__DOCUMENT EXTRACT__
----------------------------------------

[comp.soft-sys.andrew] problem with console, help

bill@allegra.tempo.nj.att.com (Bill Schell) (08/21/90)

Has anyone else had problems like the following under patch level 6?

I just put up andrew from scratch (patch level 6).  All seems to work
fine except console and help.  When console is started, it will pause
for about two minutes only displaying "Initializing default.." in a
blank window. It then will work normally, after displaying

"console:<OpenConsoleSocket> gethostbyname failed  (12:54:00 PM )

in its text window.

Help does a similar thing.  After I type 'help'  it sits for a few minutes
and then prints out:

	"No 'localhost' found in host table; creating new window."

However, localhost is in my /etc/hosts as:
127.1           localhost loopback loghost

These look like they could be manifestations of the same problem.
Has anyone seen this before? BTW, I'm on a Sun-4 under 4.0.3.

Thanks,
	Bill Schell
	AT&T Bell Labs, Murray Hill, NJ
	bill@research.att.com

gk5g+@ANDREW.CMU.EDU (Gary Keim) (08/21/90)

I think this is a resolver problem.  From andrew/README:


    RESOLVLIB denotes the full path of the domain name resolver
    library.  It is used only if RESOLVER_ENV is defined, which it
    is unless your system.h or site.h file undefines it.  The
    default value (the empty string) is useful if the resolver code
    is in your libc.a.  If the resolver code is in a separate
    library, such as /usr/lib/libresolv.a, that name should be the
    definition for RESOLVLIB; define it in your site.mcr file.

----------------------------------------

__DATASET SECTION__
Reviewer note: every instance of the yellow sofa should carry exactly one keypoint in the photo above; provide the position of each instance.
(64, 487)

----------------------------------------

__SET TASKS__
**1)** Quote the passage from the Andrew console thread starting at "Has anyone else" and ending at "its text window.".
**2)** Write the next part of the Andrew console and help thread, picking up right after its last sentence.

__REPLIES__
**1)**
Has anyone else had problems like the following under patch level 6?

I just put up andrew from scratch (patch level 6).  All seems to work
fine except console and help.  When console is started, it will pause
for about two minutes only displaying "Initializing default.." in a
blank window. It then will work normally, after displaying

"console:<OpenConsoleSocket> gethostbyname failed  (12:54:00 PM )

in its text window.

**2)**
Did you set RESOLVLIB?

Gary Keim
ATK Group

Craig_Everhart@TRANSARC.COM (08/21/90)

The RESOLVER_ENV and RESOLVLIB stuff are known sources of configuration
errors, but I don't think that this one is there.  That is, Andrew
doesn't provide its own version of gethostbyname(); it uses whatever one
is in the libraries linked to it.  (That being said, there is usually a
gethostbyname() in the resolver libraries, and you may need to set
RESOLVLIB correctly if you're a site that expects the name resolver to
work.)

> "console:<OpenConsoleSocket> gethostbyname failed  (12:54:00 PM )

> Help does a similar thing.  After I type 'help'  it sits for a few minutes
> and then prints out:

> 	"No 'localhost' found in host table; creating new window."

> However, localhost is in my /etc/hosts as:
> 127.1           localhost loopback loghost

The problem could be decomposed to ask:
	[a] what is being passed to gethostbyname()?
	[b] will your gethostbyname() find something reasonable with that result?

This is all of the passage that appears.